▶ **Task details**
Decide whether each statement below agrees with the ReadSource class documentation, answering yes or no and quoting the words of the documentation that settle it. 1. When a format cannot support splitting, each input file is treated as one split. 2. ReadSource is usually placed directly in a graph. 3. The reader can always guarantee that the data source is correct before execution.

— BEGIN Given text —

Class ReadSource

  • All Implemented Interfaces:
    LogicalOperator, RecordSourceOperator, SourceOperator<RecordPort>

    public final class ReadSource
    extends CompositeOperator
    implements RecordSourceOperator
    Reads a data source as a stream of records. The data source provides a sequence of bytes which are in some format which can be parsed into records, assumed to be identical in logical structure. The mapping between physical and logical structure is encapsulated in a format descriptor which must be provided.

    This operator is low-level, providing a generalized model for reading files in a distributed fashion. Typically, ReadSource is not directly used in a graph, instead being indirectly used though a composite operator such as one derived from AbstractReader providing a more appropriate interface to the end user.

    Parallelized reads are implemented by breaking input files into independently parsed pieces, a process called splitting. Splits are then distributed to available partitions and parsed. When run on a distributed cluster, the reader makes an attempt to assign splits to machines where the I/O will be local, but non-local assignment may occur in order to provide work for all partitions. Distributed execution also makes an assumption that the specified data source is accessible from any machine. If this is not the case, the read must be made non-parallel by using AbstractLogicalOperator.disableParallelism().

    Not all formats support splitting; this generally requires a way of unambiguously identifying record boundaries. Formats will indicate whether they can support splitting. If not, each input file will be treated as a single split. Even with a non-splittable format, this means reading multiple files can be parallelized. Some formats can partially support splitting, but in a "optimistic" fashion; under most circumstances splits can be handled, but in some edge cases splitting leads to parse failures. For these cases, the reader supports a "pessimistic" mode which can be used to assume a format is non-splittable, regardless of what it reports.

    The reader makes a best-effort attempt to validate the data source before execution, but cannot always guarantee correctness, depending on the nature of the data source. This is done to try to prevent misconfigured graphs from executing where the reader may not execute until a late phase when a failure may result in the loss of a significant amount of work being lost.

    • Constructor Detail

      • ReadSource

        public ReadSource()
        Reads an empty source with default settings. Both the source and format must be set before execution or an error will be raised.

— END Given text —
— BEGIN Extracted entries —

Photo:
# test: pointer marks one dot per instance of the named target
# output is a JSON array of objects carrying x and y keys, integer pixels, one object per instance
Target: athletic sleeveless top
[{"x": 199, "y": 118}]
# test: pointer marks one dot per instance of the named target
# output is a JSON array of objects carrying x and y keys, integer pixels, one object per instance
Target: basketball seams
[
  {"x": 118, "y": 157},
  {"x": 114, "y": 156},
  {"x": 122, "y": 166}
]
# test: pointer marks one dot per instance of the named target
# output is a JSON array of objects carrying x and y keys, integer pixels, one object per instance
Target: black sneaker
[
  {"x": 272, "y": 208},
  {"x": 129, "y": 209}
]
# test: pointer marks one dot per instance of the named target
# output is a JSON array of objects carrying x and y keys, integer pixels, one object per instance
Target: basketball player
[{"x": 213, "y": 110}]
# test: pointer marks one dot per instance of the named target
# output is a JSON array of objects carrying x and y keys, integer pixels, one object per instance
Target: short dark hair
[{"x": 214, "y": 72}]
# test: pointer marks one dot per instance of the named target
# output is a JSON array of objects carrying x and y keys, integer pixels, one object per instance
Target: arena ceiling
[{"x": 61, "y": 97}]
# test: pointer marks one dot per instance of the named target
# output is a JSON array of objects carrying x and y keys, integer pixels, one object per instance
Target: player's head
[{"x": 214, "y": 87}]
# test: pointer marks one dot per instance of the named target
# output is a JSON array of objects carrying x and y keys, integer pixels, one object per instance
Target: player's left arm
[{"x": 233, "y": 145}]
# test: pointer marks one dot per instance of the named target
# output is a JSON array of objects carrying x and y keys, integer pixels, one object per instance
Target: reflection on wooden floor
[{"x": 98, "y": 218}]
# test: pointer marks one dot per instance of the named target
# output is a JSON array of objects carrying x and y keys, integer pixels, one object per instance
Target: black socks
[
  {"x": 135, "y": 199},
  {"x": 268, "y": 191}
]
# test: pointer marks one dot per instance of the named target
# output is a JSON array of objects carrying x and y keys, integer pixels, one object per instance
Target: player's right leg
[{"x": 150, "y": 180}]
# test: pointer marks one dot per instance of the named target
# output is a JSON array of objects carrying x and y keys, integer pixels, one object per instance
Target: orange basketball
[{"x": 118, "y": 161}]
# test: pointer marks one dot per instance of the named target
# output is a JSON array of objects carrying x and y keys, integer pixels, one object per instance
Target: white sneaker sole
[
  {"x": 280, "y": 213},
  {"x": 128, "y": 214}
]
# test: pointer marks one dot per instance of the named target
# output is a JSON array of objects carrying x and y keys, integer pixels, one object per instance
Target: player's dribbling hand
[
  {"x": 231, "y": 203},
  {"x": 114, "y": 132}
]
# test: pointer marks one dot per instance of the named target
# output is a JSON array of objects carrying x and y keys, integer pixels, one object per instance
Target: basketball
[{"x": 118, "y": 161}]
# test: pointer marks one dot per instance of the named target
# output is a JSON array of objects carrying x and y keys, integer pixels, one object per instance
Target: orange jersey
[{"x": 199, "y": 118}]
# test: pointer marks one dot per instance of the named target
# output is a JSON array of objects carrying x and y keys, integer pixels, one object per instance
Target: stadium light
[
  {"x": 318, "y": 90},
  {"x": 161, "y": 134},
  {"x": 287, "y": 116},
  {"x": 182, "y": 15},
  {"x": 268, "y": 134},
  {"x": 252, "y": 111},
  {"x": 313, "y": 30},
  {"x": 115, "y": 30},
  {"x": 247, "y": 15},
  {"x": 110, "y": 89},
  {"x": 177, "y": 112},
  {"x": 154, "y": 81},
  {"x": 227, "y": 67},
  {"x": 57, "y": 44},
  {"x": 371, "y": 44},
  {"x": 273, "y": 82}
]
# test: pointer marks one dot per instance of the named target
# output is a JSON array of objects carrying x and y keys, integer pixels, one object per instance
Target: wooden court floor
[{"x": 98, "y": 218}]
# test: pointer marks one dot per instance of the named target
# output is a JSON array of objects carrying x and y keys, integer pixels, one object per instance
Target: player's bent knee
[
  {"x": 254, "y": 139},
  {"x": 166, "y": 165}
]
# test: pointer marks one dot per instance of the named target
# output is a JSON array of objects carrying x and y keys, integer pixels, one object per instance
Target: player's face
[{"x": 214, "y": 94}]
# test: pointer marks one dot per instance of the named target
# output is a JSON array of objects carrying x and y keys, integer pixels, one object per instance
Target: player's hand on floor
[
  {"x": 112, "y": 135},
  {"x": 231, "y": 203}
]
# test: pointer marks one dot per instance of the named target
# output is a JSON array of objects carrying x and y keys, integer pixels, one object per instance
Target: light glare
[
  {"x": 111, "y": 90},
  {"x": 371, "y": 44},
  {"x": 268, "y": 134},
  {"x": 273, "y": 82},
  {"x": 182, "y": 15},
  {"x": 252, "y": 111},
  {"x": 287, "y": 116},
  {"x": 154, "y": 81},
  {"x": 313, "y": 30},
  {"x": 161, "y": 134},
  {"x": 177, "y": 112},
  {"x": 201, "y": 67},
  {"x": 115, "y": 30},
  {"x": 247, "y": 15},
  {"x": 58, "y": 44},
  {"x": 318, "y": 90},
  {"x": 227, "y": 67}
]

— END Extracted entries —
— BEGIN Extracted entries —

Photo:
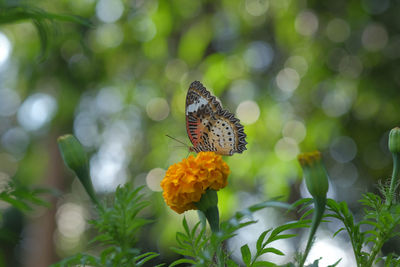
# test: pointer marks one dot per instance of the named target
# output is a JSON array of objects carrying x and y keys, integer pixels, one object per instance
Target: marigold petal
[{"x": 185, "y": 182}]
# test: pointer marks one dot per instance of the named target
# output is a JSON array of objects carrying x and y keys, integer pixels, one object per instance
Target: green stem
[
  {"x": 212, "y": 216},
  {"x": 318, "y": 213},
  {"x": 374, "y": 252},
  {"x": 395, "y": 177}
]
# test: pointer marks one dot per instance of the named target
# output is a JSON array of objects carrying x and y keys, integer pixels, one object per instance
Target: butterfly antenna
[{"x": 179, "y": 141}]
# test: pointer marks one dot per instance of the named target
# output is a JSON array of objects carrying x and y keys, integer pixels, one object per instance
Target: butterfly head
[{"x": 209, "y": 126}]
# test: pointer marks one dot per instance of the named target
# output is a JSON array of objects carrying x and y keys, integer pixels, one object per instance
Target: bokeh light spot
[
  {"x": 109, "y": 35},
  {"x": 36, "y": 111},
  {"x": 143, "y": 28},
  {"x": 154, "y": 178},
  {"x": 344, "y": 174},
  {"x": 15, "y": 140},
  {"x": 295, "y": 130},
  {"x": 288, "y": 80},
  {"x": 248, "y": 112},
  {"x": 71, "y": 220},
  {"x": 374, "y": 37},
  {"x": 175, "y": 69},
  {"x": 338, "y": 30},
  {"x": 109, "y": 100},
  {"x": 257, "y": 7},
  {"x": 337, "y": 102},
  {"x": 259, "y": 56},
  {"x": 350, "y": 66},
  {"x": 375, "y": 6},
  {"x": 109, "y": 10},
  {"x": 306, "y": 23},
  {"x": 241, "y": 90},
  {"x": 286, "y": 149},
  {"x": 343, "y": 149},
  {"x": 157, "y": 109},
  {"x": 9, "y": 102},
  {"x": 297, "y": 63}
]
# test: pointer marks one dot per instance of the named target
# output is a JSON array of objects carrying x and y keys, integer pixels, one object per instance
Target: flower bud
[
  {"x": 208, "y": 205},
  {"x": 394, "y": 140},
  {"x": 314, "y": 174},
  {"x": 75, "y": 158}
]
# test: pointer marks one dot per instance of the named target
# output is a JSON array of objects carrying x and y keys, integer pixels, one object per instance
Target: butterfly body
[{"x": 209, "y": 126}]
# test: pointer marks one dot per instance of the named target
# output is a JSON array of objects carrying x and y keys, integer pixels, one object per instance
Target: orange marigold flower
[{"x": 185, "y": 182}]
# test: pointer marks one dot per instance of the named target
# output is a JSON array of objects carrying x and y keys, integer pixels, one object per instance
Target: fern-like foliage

— END Extracted entries —
— BEGIN Extracted entries —

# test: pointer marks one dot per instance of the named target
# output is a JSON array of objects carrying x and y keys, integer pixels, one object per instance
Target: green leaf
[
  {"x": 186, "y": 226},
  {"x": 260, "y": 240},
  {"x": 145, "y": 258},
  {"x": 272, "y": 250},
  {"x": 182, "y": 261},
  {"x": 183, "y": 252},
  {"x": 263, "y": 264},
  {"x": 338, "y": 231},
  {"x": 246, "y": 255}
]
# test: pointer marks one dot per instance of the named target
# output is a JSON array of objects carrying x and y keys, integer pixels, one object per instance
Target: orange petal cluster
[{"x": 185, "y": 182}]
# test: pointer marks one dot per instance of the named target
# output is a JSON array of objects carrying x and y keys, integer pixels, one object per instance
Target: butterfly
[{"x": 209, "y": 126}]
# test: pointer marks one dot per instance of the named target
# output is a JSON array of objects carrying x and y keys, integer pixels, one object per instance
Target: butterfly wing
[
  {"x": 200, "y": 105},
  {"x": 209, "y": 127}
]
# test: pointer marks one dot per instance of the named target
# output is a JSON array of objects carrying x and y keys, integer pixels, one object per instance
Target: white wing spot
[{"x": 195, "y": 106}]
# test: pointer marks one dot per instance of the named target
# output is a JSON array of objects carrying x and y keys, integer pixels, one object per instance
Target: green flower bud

— END Extracted entries —

▶ **The completed task**
1. Yes: "If not, each input file will be treated as a single split."
2. No: "Typically, ReadSource is not directly used in a graph"
3. No: "The reader makes a best-effort attempt to validate the data source before execution, but cannot always guarantee correctness"